* WHAT TO PRODUCE
Write out the data exactly, every line included.

* EXERCISE DATA
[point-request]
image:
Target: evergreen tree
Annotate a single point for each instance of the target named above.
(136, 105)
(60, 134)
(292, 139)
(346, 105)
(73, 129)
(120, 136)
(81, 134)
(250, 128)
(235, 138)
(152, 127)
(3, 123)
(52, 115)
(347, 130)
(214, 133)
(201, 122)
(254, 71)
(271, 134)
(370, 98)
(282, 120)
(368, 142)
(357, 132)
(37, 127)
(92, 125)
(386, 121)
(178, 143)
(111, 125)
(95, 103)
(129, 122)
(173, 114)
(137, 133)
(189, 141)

* OUTPUT
[point-request]
image:
Target: evergreen tree
Annotate a single point for each instance of the target named above.
(136, 105)
(60, 134)
(292, 139)
(346, 105)
(73, 129)
(120, 136)
(81, 134)
(250, 128)
(235, 138)
(152, 127)
(3, 123)
(52, 115)
(347, 130)
(214, 133)
(201, 122)
(254, 71)
(271, 134)
(370, 98)
(282, 120)
(368, 142)
(357, 132)
(37, 127)
(92, 125)
(386, 121)
(178, 143)
(111, 125)
(95, 103)
(129, 122)
(173, 114)
(137, 133)
(189, 141)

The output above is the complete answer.